With mass remote working now a reality for organizations globally, trust has never been more important, or more challenging, to foster.


Research has proven, time and again, that high employee engagement leads to positive results for both organizations and staff.

Engagement is defined as having a strong connection to one’s work and colleagues, feeling like a real contributor, and having ample opportunities to grow and learn.

With high engagement correlating to increased productivity and happiness, it’s clear that empowering and challenging employees is more than a ‘nice to have’: it’s a business imperative.

Many companies do this by offering Friday lunches, or bagel Mondays, and even company outings to make employees feel connected. Some even use money as their prime motivator. While most of this helps make employees feel good ‘in the moment,’ all these activities will ultimately fail when it comes to long-term retention and performance.

According to Paul J. Zak’s research in The Neuroscience of Trust on HBR, building a culture of trust is what truly makes a meaningful difference.

When you build a culture of trust, your employees will:

  • Be more productive
  • Have more energy
  • Collaborate better
  • Suffer less chronic stress
  • Be happier with their lives

…and will ultimately stay with their employers longer.

 55% of leaders believe a lack of trust in the workplace constitutes a foundational threat to their company.”

2016 survey of CEOs by PWC

At a time when the majority of our staff are working remotely, often with the additional distraction of family, children, or partners, establishing that foundation of trust has never been more important: or more challenging.

Understanding trust

So, why haven’t companies put more effort into building types of corporate culture centered around trust?

Likely, because they don’t know how: and to understand how to facilitate trust, you must first understand what makes people trust others.  

Zak’s research sought to understand and measure trustworthiness, and what makes one person more likely to be trustworthy than another.

An initial experiment measured the likelihood of strangers to trust one another by evaluating the levels of oxytocin in their blood. Zak found that “oxytocin appeared to do just one thing: reduce the fear of trusting a stranger.”

The more oxytocin a person had in their system, the more likely they were to trust someone. Zak and his team spent the next ten years running tests to identify what promotes oxytocin and what inhibits it, both in the workplace and out.

What did he find?

  • High stress reduced oxytocin significantly
  • Oxytocin increases a person’s empathy
  • The relationship between trust and oxytocin is universal

During this extensive research, Zak discovered eight measurable management behaviors that foster trust and improve performance.

8 management tactics that will help create a culture of trust in your organization.

1. Recognize staff in the moment and empower employees to do the same

Employee recognition has a significant impact on engagement, motivation, satisfaction, and productivity. It also directly correlates to how much staff trust their boss.

According to the neuroscience, recognition has the most significant impact on trust when:

  • It’s given as soon as a goal has been achieved
  • It’s awarded from your peers
  • It’s tangible and genuine
  • It’s personal and public

Finding the right way to recognize your employees depends on the type of organization and individual you are celebrating. There are a variety of ways to publicly recognize employees spanning a wall of fame, hosting value-led awards, announcing success in your all-hands meeting, to a virtual peer to peer recognition program via your intranet.

With today’s massive shift to remote working, a social intranet provides organizations with an excellent place to recognize and thank their workers.

__INFORMATION SUPPLIED__:
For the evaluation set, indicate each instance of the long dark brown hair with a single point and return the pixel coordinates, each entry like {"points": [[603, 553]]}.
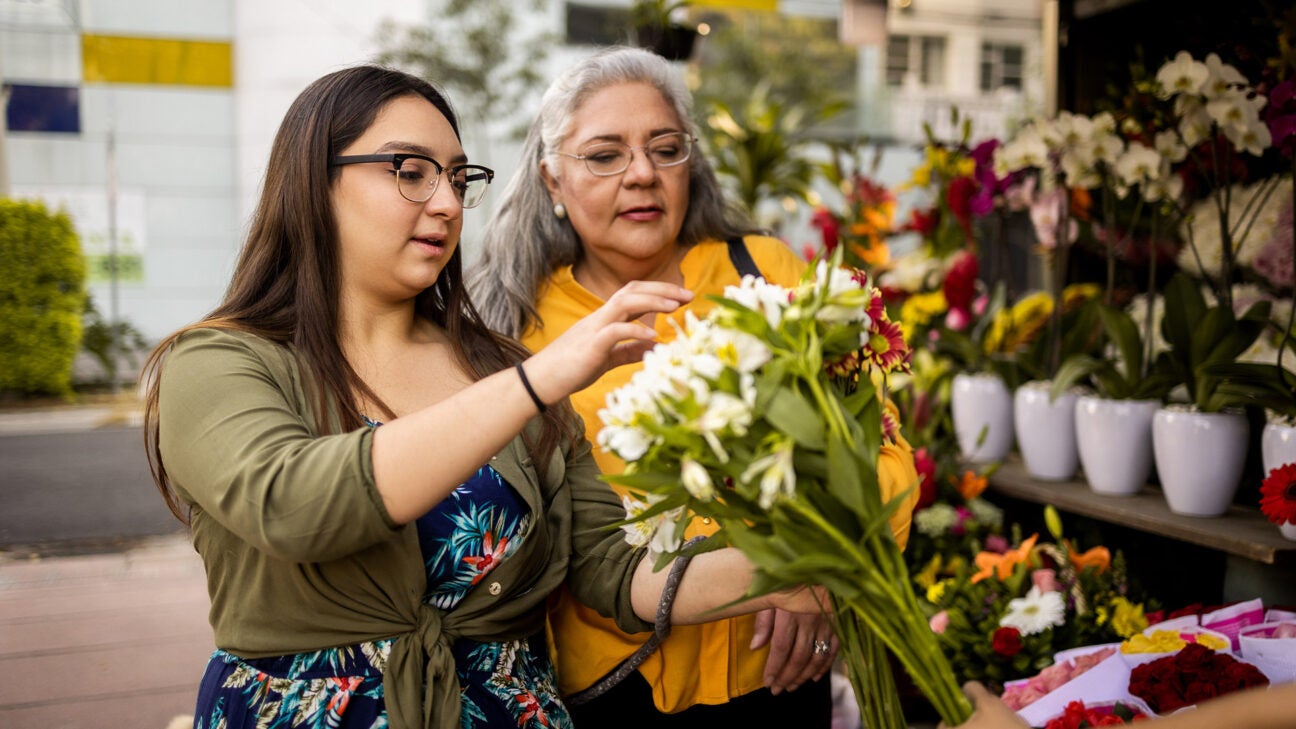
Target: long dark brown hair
{"points": [[285, 283]]}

__GOAL A__:
From the article on workplace trust, list every condition under which recognition has the most significant impact on trust.
__GOAL B__:
Transcribe the part of the article on workplace trust that begins at the words "With mass remote" and stops after "grow and learn.".
__GOAL C__:
In the article on workplace trust, what one thing did Zak find that oxytocin appeared to do?

__COMPLETE OUTPUT A__:
- It's given as soon as a goal has been achieved.
- It's awarded from your peers.
- It's tangible and genuine.
- It's personal and public.

__COMPLETE OUTPUT B__:
With mass remote working now a reality for organizations globally, trust has never been more important, or more challenging, to foster.


Research has proven, time and again, that high employee engagement leads to positive results for both organizations and staff.

Engagement is defined as having a strong connection to one’s work and colleagues, feeling like a real contributor, and having ample opportunities to grow and learn.

__COMPLETE OUTPUT C__:
Oxytocin appeared to reduce the fear of trusting a stranger.